-- start --

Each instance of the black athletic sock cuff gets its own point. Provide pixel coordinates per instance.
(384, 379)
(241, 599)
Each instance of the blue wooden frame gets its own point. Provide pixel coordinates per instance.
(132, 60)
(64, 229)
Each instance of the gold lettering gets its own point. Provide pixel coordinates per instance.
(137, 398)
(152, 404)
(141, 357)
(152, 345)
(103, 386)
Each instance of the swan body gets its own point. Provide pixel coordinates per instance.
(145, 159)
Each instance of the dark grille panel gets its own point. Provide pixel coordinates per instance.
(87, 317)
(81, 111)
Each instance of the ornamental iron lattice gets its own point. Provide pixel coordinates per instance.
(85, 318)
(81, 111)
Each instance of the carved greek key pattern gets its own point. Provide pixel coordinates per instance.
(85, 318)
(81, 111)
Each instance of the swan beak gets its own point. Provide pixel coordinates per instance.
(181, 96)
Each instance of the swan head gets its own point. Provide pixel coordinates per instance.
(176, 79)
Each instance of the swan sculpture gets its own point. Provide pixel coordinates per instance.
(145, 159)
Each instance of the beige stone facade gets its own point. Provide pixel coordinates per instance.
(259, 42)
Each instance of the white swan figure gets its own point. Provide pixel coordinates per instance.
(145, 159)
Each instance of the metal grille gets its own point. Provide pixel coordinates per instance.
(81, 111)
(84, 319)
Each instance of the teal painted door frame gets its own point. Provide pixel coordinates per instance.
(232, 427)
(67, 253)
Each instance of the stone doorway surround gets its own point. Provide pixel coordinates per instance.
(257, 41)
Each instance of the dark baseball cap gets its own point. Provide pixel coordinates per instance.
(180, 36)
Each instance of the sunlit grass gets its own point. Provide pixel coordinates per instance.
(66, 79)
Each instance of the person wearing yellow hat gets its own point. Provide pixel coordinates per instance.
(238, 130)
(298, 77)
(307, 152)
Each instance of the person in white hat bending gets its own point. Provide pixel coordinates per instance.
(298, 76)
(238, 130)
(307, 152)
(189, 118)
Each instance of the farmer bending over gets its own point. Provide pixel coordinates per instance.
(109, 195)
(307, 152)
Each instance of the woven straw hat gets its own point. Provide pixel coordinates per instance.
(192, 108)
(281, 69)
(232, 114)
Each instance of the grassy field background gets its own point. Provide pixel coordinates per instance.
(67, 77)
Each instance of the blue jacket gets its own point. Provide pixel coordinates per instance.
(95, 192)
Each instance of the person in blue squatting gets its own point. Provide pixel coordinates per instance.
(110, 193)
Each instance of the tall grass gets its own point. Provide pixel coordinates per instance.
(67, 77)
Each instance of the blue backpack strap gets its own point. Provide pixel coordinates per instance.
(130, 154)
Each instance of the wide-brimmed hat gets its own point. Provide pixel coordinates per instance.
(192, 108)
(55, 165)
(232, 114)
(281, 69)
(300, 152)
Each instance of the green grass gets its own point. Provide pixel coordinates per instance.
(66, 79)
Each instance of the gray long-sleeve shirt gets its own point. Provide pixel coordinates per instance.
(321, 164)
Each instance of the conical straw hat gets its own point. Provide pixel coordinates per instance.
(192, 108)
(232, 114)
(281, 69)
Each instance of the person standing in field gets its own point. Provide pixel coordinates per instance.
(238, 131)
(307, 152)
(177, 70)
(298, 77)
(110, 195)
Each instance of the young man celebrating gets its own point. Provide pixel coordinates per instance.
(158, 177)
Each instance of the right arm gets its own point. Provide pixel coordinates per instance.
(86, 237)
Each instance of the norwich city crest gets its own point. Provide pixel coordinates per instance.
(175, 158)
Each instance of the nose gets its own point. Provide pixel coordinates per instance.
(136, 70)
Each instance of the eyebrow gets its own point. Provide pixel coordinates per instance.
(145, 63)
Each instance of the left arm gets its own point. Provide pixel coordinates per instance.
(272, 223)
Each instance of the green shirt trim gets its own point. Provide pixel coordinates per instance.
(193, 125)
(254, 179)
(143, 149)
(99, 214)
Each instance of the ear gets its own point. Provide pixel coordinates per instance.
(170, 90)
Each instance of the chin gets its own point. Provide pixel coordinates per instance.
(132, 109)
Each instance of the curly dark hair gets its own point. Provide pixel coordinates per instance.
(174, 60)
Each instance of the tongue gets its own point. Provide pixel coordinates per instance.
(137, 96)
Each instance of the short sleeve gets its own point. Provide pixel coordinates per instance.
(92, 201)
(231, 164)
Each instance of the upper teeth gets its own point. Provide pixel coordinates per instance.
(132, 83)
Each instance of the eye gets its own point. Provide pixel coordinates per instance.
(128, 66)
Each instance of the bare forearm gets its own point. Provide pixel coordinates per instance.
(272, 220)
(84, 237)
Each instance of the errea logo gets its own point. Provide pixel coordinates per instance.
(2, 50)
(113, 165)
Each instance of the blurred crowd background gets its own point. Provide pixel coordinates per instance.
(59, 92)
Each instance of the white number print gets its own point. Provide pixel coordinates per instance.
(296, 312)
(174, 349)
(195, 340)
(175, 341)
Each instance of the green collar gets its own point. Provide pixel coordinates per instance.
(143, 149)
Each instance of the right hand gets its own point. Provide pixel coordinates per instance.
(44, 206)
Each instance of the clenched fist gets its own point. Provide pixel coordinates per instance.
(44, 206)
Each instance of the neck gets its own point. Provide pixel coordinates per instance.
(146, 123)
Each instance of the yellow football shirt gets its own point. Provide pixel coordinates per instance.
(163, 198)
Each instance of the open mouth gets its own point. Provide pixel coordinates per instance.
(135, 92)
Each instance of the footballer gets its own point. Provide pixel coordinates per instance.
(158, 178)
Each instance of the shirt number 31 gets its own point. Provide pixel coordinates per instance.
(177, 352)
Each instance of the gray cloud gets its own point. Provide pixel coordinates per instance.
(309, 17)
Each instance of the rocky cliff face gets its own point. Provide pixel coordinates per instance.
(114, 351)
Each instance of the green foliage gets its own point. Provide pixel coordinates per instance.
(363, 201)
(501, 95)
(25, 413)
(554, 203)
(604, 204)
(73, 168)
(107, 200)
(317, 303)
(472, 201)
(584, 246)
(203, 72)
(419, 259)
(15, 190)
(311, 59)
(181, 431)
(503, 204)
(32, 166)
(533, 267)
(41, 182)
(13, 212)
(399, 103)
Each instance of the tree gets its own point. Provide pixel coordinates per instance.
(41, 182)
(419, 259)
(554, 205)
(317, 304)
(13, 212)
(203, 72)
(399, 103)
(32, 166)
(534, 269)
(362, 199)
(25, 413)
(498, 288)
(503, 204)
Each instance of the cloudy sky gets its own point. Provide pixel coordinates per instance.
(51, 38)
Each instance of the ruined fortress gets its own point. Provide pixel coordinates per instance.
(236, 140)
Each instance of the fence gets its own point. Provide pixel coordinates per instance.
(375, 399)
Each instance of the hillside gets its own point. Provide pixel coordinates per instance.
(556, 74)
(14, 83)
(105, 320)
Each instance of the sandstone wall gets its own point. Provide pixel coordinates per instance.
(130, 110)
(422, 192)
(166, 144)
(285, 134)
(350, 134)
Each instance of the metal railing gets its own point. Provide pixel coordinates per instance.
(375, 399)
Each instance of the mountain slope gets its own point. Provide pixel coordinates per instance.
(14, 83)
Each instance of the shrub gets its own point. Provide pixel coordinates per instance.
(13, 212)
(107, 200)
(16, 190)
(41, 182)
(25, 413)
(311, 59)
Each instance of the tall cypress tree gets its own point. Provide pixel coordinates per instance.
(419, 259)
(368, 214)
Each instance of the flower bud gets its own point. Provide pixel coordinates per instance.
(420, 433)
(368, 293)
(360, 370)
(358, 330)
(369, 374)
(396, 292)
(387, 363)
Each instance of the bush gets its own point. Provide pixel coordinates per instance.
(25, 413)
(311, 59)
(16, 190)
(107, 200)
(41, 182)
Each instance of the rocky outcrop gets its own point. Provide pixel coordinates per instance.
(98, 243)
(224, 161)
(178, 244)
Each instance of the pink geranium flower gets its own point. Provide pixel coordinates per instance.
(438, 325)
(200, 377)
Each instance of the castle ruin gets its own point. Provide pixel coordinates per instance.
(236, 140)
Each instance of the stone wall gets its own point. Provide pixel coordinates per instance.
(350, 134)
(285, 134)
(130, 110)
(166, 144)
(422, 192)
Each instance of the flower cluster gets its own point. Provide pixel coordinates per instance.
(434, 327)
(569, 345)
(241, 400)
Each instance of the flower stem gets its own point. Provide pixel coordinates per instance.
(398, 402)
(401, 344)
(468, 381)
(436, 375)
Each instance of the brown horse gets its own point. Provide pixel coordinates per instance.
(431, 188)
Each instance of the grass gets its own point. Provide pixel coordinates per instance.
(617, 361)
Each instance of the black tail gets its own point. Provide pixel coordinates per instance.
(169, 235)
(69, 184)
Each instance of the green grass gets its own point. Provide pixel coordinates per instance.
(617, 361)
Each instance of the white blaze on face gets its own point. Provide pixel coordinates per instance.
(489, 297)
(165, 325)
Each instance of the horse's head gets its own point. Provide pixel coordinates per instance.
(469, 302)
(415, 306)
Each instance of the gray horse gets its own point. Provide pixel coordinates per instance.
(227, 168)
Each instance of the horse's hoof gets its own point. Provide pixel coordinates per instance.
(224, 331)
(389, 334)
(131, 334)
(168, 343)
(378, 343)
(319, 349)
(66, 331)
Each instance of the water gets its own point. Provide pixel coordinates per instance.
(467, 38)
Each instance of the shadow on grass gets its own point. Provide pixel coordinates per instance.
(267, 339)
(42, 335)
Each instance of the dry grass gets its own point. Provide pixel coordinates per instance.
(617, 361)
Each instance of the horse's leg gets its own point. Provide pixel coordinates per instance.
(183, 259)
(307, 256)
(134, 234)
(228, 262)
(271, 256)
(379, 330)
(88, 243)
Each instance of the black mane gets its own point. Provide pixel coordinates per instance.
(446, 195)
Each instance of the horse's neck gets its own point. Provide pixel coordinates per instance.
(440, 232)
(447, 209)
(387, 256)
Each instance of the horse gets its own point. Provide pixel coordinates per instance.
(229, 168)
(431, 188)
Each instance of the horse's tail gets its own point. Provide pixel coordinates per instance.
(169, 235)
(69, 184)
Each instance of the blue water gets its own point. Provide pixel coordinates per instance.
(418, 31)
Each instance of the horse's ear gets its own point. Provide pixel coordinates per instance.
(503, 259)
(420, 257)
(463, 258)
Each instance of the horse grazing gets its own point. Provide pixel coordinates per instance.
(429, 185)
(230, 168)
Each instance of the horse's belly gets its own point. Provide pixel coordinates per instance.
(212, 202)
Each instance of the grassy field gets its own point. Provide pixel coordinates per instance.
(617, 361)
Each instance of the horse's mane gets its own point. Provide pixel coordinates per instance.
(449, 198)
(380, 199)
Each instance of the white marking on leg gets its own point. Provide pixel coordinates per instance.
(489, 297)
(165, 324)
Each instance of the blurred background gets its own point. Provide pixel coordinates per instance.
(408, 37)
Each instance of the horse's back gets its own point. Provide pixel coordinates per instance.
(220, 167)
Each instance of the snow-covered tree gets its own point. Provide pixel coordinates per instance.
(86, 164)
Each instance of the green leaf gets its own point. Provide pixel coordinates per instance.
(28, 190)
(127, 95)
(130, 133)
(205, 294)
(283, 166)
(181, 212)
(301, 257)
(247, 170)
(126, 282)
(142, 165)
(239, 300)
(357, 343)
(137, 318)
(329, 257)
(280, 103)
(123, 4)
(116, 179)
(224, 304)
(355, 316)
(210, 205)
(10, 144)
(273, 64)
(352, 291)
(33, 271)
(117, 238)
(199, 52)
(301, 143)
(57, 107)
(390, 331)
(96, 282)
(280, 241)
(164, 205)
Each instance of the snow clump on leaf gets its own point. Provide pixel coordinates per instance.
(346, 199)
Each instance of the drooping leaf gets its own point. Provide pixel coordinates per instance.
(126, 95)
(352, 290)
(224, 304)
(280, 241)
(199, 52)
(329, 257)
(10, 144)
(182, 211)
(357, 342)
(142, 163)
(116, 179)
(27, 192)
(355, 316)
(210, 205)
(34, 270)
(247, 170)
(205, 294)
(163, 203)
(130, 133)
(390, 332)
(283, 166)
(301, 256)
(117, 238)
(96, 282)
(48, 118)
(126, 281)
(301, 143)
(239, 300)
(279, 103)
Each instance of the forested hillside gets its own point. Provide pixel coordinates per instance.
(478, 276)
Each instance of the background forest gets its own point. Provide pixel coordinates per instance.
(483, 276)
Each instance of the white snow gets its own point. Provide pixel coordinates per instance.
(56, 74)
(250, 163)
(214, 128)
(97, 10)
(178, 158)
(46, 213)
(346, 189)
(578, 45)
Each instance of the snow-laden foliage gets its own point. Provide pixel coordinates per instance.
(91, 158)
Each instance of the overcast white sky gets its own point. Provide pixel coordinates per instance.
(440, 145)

-- end --

### Do this
Reproduce nothing but the lines from the line containing "Each instance of the grassy field gets" to the last line of the data, each exactly as written.

### Correct output
Each instance of the grassy field gets its own point. Provide pixel coordinates per instance.
(617, 361)
Each instance of the horse's mane gets its own point. Provide pixel coordinates per instance.
(449, 198)
(380, 199)
Each instance of the white marking on leg gets its own point. Provide pixel coordinates per instance.
(489, 297)
(165, 324)
Each instance of the blurred background gets its own point. Provide pixel coordinates per instance.
(408, 37)
Each instance of the horse's back gets its own point. Provide pixel coordinates per instance.
(220, 167)
Each instance of the snow-covered tree gets its own point. Provide pixel coordinates per instance.
(86, 164)
Each instance of the green leaf gets its own point. Provide pixel coordinates per instance.
(28, 190)
(127, 95)
(130, 133)
(205, 294)
(283, 166)
(181, 212)
(301, 257)
(247, 170)
(126, 282)
(142, 165)
(239, 300)
(357, 343)
(137, 318)
(329, 257)
(280, 103)
(123, 4)
(116, 179)
(224, 304)
(355, 316)
(210, 205)
(10, 144)
(273, 64)
(352, 291)
(33, 271)
(117, 238)
(199, 52)
(301, 143)
(57, 107)
(390, 331)
(96, 282)
(280, 241)
(164, 205)
Each instance of the snow clump on leaf gets its own point. Provide pixel coordinates per instance.
(346, 199)
Each instance of the drooping leaf gets its own point. Provide pixel coordinates per instance.
(126, 95)
(352, 290)
(224, 304)
(280, 241)
(199, 52)
(329, 257)
(10, 144)
(182, 211)
(357, 342)
(142, 163)
(116, 179)
(27, 192)
(355, 316)
(210, 205)
(34, 270)
(247, 170)
(205, 294)
(163, 203)
(130, 133)
(390, 332)
(283, 166)
(301, 256)
(117, 238)
(96, 282)
(48, 118)
(126, 281)
(301, 143)
(239, 300)
(279, 103)
Each instance of the forested hillside gets its own point. Provide pixel coordinates per instance.
(478, 276)
Each instance of the background forest gets its own point. Provide pixel coordinates per instance.
(483, 276)
Each instance of the white snow gets its own point. Provide pixel coordinates per instance.
(56, 74)
(250, 163)
(214, 128)
(97, 10)
(178, 158)
(46, 213)
(346, 189)
(578, 45)
Each instance of the snow-laden foliage gets its own point. Provide pixel coordinates per instance.
(91, 158)
Each instance of the overcast white sky gets its own point. Provide pixel coordinates per instance.
(440, 145)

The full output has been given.